EXCERPT TO READ:
The Everest 360 project was a huge undertaking. Once at Lukla, I met with my Sherpa, Pasang Temba Sherpa and we set out the same day. Because we were travelling to settlements off the main trail to Everest Base Camp, we meandered more than what a typical trek involved. In addition, I had three cameras on me at any given time; the main HD 360 camera for videos, a backup 360 camera for photos, and my DSLR for traditional photography and video. Every day involved getting up early and hiking all day, often longer than a regular hiking day and filming during these strenuous times. Then, upon arriving, I would have to scout our destination, get an introduction to the person we were scheduled to meet with (or be surprised with a stand-in!), then produce interview questions, set up the cameras and film while conducting the interview; often with my Sherpa interpreting for me. To say that this effort was extreme, would be an understatement.
Dog sledding in Canada.
© © Milosz Pierwola, AdventureMilo.com
The goal was to produce an experience which demonstrates to the average person that reaching the tallest mountain in the world is absolutely possible. I selected Mt. Everest as the destination for this documentary because of the reputation it has for challenging humanity’s greatest champions. To the average person, Mt. Everest is a destination for top athletes, adrenaline addicts, and extreme people; but this is not true and I want to challenge this notion. I want to demonstrate through this documentary how accessible Mt. Everest Base Camp is, to inspire regular people to add it to their options for vacation. In this way, I seek to broaden the scope of World in 360 and use it as a tool to inspire anyone watching the videos that anything is possible, that programs like Himalayan Stove Project are still extremely successful and effective, that if a person like me can reach this place, then anyone can do anything.

YOUR TASKS:
• 1. Name every camera described in the Everest 360 passage, along with the use given for each.
• 2. Write the next paragraph of the Everest 360 account, picking up right after its final sentence.

[Collected data]
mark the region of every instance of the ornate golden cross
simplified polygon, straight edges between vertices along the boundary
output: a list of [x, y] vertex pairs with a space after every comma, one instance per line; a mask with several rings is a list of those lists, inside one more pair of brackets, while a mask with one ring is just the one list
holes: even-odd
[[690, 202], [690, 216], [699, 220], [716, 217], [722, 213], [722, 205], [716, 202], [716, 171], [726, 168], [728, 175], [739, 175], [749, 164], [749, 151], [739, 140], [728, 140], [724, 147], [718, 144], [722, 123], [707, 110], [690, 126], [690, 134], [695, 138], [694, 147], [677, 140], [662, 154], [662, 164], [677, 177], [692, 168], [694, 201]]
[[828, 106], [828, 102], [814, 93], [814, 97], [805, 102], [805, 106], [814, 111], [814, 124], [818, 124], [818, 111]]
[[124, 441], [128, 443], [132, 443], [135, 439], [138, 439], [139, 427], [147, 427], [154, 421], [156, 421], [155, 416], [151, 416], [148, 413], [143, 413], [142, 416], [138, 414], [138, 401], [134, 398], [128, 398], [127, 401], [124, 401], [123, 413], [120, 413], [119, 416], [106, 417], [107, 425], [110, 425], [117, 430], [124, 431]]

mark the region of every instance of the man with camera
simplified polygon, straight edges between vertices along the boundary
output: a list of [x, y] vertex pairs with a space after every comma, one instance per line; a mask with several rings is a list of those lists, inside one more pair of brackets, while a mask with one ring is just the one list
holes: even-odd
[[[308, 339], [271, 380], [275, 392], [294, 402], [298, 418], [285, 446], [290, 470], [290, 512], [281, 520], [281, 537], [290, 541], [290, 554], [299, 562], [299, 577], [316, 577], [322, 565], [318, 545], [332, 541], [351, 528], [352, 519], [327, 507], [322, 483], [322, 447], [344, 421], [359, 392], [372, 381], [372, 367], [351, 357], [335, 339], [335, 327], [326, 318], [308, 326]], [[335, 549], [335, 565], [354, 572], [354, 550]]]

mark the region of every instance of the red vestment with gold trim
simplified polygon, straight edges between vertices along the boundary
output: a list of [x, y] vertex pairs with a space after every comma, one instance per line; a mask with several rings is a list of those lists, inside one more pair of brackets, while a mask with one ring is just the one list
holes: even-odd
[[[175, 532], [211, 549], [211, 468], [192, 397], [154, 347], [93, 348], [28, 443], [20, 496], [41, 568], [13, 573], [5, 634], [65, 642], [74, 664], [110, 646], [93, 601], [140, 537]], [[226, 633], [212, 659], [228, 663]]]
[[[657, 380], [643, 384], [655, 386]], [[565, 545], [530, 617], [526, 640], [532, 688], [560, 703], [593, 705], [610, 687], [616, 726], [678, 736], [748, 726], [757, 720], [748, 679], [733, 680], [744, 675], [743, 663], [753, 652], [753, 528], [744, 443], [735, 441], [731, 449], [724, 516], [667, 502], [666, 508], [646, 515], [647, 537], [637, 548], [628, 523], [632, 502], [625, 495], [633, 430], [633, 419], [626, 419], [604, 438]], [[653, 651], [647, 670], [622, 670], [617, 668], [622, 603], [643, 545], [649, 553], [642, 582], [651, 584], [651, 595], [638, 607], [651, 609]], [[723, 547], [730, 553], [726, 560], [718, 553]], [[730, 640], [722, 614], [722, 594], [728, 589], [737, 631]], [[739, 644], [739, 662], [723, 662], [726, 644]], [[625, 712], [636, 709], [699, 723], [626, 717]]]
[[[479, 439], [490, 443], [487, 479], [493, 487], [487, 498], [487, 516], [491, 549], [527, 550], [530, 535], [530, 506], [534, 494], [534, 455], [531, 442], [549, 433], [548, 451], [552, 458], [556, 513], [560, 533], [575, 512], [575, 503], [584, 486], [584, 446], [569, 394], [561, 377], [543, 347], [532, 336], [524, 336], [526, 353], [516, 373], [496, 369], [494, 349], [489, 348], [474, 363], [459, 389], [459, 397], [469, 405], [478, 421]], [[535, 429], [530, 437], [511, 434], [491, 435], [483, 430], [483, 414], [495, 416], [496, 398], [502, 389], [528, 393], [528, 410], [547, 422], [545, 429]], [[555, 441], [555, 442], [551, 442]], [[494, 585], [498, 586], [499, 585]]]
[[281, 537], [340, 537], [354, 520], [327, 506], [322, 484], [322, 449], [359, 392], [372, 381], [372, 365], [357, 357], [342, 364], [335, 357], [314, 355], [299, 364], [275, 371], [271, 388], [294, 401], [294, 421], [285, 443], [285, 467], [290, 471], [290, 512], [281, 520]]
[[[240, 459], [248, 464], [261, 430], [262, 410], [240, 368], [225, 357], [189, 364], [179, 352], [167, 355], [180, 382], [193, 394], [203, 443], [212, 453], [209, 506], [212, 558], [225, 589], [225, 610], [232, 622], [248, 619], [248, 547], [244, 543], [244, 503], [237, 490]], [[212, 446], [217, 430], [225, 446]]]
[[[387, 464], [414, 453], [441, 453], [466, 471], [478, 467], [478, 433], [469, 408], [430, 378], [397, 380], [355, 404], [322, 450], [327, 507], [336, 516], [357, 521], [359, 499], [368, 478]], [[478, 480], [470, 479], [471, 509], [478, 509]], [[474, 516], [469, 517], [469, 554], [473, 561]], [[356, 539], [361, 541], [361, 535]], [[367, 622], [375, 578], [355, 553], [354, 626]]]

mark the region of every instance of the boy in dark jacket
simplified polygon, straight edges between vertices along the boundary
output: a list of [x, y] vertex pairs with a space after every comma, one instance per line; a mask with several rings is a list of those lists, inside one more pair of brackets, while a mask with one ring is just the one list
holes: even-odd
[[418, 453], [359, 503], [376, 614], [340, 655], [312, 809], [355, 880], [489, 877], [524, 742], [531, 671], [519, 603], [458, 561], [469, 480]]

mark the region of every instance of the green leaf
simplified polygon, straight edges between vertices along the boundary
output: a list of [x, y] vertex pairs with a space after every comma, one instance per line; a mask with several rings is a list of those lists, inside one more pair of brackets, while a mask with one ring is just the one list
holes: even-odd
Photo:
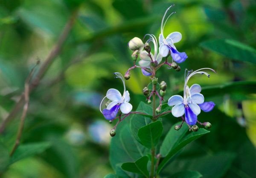
[[[172, 130], [174, 130], [175, 127], [175, 126], [174, 125], [172, 127], [169, 133], [173, 132], [173, 131]], [[183, 126], [182, 127], [185, 127], [187, 129], [187, 130], [188, 130], [188, 129], [186, 127]], [[182, 127], [181, 127], [181, 128], [182, 128]], [[179, 131], [180, 130], [178, 130], [177, 132], [179, 132]], [[181, 133], [180, 134], [181, 135], [180, 136], [181, 137], [182, 137], [181, 138], [180, 138], [179, 136], [173, 137], [171, 135], [171, 133], [169, 133], [166, 136], [166, 137], [168, 137], [168, 138], [165, 138], [165, 140], [164, 140], [164, 142], [163, 142], [163, 144], [164, 143], [164, 146], [163, 148], [161, 147], [162, 152], [164, 154], [166, 155], [167, 152], [169, 152], [166, 157], [159, 164], [157, 170], [157, 173], [159, 173], [160, 172], [163, 167], [169, 161], [170, 161], [171, 158], [172, 158], [172, 157], [180, 149], [192, 141], [209, 132], [210, 132], [209, 131], [207, 130], [204, 129], [200, 128], [196, 132], [190, 132], [187, 134], [184, 134], [184, 133]], [[175, 139], [175, 143], [174, 144], [171, 143], [171, 139]], [[168, 149], [168, 148], [166, 147], [168, 143], [171, 144], [171, 147], [172, 147], [171, 149]], [[172, 145], [172, 144], [173, 144]]]
[[197, 171], [186, 170], [175, 173], [170, 177], [172, 178], [199, 178], [203, 176]]
[[239, 41], [229, 39], [212, 40], [203, 42], [200, 45], [230, 59], [256, 64], [256, 50]]
[[139, 130], [138, 136], [144, 146], [151, 148], [157, 144], [162, 135], [163, 129], [161, 121], [151, 122]]
[[149, 174], [147, 168], [148, 158], [145, 156], [142, 157], [134, 162], [128, 162], [123, 164], [122, 169], [127, 171], [143, 175], [146, 177], [149, 177]]
[[50, 143], [47, 142], [21, 145], [18, 147], [11, 157], [10, 164], [12, 164], [22, 159], [41, 153], [50, 146]]

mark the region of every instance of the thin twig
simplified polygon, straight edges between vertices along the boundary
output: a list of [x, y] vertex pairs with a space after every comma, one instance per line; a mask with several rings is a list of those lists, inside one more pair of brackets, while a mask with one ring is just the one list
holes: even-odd
[[[77, 16], [77, 9], [74, 11], [72, 13], [70, 18], [67, 21], [65, 26], [62, 33], [59, 37], [58, 39], [54, 45], [52, 49], [47, 58], [45, 61], [38, 70], [38, 72], [35, 78], [32, 80], [29, 86], [29, 92], [30, 93], [33, 90], [36, 88], [40, 83], [41, 79], [43, 77], [47, 69], [53, 61], [53, 59], [59, 54], [61, 52], [64, 42], [67, 38], [75, 20]], [[13, 109], [9, 113], [9, 115], [2, 123], [0, 126], [0, 134], [4, 131], [6, 124], [12, 119], [17, 115], [20, 111], [21, 106], [25, 102], [24, 93], [22, 94], [19, 101], [16, 103]]]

PER-TASK OUTPUTS:
• 1.
- Main HD 360 camera: videos
- Backup 360 camera: photos
- DSLR: traditional photography and video

• 2.
Do you think 360/VR film will be more accessible to people in the future? At the moment it still seems like people don’t fully understand the concept, perhaps!
Right now Virtual Reality is accessible to few people around the world. This is not the result of technological obstacles, however, because effectively any mobile phone today is capable of playing back 360 content. The challenge is in creating the headset for phones to effectively play back 360/VR videos. While solutions such as Google Cardboard exist, they still require shipment of the package that includes two special lenses necessary for viewing a screen mere centimetres away from your face. While the adoption of this technology may be slow, after all this is mostly an entertainment device, there is significant investment in it by companies such as Facebook, Google, Dell, Samsung, and many other major global corporations. This investment can be viewed as an indicator of how valuable the technology is for our future, and how widespread we can expect it to be.
What other mountains/adventures would you like to film in 360?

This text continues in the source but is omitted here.